» SUPPLIED DATA
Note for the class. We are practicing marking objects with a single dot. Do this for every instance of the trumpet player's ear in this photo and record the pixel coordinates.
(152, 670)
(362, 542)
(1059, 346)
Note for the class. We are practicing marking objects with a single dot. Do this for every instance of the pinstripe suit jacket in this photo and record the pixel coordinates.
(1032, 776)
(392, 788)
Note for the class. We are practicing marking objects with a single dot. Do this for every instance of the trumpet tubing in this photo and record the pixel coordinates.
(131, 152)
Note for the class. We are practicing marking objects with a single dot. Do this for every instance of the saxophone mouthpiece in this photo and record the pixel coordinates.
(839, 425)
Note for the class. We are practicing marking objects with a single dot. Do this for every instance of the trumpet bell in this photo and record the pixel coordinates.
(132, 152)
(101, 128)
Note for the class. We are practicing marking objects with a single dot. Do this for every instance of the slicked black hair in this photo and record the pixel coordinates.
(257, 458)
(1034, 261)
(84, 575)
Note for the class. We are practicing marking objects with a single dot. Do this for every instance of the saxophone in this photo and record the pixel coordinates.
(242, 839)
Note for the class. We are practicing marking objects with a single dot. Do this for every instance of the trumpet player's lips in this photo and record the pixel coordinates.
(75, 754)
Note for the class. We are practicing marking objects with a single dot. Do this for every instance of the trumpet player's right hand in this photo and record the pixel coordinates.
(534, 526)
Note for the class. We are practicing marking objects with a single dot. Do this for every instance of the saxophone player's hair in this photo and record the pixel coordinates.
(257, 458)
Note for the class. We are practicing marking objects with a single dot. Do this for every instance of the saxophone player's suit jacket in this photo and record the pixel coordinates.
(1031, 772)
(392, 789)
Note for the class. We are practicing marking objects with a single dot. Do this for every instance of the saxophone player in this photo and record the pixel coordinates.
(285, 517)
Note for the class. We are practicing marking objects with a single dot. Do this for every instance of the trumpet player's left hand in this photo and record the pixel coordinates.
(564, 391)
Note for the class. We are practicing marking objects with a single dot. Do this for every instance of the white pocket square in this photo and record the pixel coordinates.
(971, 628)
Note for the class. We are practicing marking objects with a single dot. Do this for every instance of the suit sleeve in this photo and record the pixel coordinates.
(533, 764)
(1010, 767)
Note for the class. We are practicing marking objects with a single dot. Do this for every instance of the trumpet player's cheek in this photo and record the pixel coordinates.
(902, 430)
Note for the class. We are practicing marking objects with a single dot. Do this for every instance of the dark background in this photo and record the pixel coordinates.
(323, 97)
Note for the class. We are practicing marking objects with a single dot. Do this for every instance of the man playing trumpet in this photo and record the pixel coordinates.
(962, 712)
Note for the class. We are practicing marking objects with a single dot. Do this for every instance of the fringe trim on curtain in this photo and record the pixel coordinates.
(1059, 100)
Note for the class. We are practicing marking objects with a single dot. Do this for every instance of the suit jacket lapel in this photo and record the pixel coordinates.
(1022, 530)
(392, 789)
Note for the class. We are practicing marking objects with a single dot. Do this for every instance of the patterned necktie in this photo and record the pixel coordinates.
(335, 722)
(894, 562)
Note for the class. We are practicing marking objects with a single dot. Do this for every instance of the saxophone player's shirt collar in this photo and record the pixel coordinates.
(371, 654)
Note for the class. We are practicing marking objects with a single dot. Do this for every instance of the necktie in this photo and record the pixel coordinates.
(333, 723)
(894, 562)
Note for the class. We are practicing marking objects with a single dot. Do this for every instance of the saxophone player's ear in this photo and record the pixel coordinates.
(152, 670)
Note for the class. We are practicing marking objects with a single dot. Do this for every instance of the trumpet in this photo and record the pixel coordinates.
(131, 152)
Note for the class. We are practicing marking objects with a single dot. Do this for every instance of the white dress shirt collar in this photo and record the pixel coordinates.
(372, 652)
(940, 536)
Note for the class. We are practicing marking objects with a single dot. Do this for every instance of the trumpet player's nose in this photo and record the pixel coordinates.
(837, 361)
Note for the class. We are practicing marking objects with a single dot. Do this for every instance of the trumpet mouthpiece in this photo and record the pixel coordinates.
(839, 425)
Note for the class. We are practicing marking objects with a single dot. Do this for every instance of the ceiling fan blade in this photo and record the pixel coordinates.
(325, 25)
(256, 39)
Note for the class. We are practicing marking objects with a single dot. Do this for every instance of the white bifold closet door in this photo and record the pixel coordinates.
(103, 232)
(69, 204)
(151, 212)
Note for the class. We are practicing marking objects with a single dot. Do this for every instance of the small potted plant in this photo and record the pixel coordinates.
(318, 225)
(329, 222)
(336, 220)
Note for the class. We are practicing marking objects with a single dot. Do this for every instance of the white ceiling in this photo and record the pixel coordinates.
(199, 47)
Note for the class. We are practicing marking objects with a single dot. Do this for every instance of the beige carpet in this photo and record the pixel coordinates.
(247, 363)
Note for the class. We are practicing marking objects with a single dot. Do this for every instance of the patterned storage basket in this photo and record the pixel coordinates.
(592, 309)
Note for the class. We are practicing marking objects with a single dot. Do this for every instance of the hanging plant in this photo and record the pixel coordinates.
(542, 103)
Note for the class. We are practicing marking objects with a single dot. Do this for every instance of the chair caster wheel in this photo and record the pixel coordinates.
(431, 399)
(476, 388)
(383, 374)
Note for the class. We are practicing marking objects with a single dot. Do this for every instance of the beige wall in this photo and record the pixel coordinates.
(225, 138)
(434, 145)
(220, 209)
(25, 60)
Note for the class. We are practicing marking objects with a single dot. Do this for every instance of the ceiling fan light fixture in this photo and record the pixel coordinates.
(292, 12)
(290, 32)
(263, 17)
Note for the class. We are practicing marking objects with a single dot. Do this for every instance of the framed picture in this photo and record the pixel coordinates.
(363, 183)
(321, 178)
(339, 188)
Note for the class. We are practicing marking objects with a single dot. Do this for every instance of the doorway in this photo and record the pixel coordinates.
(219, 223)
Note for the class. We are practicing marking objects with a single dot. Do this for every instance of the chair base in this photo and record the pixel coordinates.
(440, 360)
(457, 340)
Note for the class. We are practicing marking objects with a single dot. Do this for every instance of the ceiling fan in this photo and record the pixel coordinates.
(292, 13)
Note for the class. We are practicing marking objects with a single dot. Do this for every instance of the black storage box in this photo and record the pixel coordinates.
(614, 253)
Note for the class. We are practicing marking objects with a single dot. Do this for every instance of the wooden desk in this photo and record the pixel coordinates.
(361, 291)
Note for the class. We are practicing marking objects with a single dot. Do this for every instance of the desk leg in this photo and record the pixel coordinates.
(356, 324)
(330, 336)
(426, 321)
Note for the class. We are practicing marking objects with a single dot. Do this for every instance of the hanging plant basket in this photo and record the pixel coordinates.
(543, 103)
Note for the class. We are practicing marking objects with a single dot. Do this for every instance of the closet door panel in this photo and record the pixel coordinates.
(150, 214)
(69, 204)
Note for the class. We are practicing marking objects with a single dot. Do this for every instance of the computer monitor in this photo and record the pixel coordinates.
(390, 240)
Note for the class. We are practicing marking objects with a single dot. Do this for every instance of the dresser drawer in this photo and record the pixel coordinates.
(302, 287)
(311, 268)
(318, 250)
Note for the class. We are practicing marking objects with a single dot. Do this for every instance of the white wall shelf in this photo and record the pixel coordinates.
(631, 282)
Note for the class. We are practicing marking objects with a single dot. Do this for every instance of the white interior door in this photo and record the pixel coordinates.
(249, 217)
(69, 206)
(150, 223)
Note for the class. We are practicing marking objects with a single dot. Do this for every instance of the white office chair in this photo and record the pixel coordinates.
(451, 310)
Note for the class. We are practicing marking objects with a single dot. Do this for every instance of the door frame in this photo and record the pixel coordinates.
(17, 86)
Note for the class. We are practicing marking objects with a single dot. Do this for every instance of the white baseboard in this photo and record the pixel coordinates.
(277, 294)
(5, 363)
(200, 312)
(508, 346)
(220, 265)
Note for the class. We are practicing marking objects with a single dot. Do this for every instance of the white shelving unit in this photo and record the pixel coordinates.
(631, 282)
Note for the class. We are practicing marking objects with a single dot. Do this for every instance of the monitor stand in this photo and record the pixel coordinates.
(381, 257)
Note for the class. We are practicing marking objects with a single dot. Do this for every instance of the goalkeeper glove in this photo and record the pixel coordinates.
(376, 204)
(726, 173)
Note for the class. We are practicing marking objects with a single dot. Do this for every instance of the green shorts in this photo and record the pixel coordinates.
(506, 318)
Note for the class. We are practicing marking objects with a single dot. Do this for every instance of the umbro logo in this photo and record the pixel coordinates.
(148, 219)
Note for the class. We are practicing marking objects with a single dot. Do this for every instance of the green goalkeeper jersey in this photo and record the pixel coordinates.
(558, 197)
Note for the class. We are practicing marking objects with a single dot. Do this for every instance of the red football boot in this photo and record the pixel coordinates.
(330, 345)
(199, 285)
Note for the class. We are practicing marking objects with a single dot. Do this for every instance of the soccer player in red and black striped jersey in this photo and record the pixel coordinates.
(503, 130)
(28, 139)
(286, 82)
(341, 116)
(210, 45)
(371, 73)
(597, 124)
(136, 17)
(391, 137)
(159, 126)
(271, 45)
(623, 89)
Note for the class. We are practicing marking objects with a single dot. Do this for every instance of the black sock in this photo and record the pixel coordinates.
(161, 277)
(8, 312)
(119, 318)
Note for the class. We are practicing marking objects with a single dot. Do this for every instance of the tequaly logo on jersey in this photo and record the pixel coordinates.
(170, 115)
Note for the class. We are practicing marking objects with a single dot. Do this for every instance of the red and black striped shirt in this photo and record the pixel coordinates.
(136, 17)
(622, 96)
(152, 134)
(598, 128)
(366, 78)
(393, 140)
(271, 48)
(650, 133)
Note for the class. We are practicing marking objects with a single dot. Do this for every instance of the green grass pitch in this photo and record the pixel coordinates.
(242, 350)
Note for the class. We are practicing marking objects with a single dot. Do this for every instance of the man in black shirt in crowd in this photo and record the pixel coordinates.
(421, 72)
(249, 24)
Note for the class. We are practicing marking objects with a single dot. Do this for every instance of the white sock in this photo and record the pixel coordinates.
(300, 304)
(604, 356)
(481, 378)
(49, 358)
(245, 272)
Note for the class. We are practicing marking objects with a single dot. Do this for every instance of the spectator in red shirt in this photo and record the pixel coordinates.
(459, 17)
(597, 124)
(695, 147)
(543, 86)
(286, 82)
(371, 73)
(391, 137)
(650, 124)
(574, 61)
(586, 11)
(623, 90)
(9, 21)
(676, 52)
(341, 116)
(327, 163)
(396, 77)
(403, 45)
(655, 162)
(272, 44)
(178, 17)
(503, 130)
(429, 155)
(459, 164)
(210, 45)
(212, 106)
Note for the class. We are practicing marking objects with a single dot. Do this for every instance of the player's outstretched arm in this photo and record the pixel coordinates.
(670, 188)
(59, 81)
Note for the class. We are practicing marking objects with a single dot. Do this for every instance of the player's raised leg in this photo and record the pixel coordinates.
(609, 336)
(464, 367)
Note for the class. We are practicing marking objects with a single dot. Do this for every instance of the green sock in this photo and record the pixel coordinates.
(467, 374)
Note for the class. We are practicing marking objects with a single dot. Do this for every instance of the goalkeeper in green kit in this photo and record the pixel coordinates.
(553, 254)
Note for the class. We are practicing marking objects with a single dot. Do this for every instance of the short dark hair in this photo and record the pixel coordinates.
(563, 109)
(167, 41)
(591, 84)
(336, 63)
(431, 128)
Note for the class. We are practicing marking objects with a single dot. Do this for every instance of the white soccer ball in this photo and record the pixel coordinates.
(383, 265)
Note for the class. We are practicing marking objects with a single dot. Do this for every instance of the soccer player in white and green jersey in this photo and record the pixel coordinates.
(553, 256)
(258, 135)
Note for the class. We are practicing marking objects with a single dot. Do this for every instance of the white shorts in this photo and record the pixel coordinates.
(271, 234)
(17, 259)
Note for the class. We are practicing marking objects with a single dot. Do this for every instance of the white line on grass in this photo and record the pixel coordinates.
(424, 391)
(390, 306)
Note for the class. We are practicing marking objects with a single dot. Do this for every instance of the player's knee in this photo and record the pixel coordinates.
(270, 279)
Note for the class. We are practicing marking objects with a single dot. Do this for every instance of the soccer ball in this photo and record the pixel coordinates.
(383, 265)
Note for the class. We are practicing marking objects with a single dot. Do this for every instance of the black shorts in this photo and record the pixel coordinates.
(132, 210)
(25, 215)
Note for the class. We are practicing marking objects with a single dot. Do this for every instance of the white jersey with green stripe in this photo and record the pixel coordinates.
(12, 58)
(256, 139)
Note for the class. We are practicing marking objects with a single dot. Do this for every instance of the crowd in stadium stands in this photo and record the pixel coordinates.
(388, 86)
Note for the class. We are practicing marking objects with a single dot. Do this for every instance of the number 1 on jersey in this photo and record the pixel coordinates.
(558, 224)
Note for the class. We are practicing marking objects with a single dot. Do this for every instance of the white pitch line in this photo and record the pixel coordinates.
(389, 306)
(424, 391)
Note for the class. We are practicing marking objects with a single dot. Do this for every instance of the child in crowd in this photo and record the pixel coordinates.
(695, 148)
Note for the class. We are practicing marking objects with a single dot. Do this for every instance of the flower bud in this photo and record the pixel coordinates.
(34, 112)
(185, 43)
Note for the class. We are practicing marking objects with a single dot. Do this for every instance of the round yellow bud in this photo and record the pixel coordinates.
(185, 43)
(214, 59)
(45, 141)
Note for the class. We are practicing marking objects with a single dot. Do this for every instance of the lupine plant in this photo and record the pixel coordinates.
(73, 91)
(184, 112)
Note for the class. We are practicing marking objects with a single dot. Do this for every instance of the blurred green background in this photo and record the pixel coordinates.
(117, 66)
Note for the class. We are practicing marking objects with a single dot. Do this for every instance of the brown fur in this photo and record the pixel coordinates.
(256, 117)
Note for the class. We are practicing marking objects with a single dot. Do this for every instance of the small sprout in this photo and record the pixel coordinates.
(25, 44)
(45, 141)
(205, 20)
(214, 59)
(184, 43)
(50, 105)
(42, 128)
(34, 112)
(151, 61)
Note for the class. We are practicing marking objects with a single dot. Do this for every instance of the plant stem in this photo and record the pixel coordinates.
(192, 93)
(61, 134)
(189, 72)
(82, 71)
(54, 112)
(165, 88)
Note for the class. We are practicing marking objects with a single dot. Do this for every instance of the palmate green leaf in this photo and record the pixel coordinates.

» TASK OBJECTIVE
Word for word, retype the lines from the one containing "of the brown" through the final line of the data, including both ends and nothing more.

» TASK OUTPUT
Note for the class. We are practicing marking objects with a single dot. Do this for every instance of the brown fur in this photo and record the pixel coordinates.
(256, 117)
Note for the class. We are practicing marking objects with a single dot. Do this for every instance of the small sprout in this photo and record the pixel coordinates.
(25, 44)
(45, 141)
(205, 20)
(214, 59)
(184, 43)
(50, 105)
(42, 128)
(34, 112)
(151, 61)
Note for the class. We are practicing marking objects with a single dot. Do this for every instance of the plant stem in this photo and record the pixel coordinates.
(192, 93)
(61, 134)
(189, 72)
(82, 71)
(54, 112)
(165, 88)
Note for the class. We are practicing marking objects with a single dot. Do this for every instance of the palmate green leaf in this photo and record the pixel coordinates.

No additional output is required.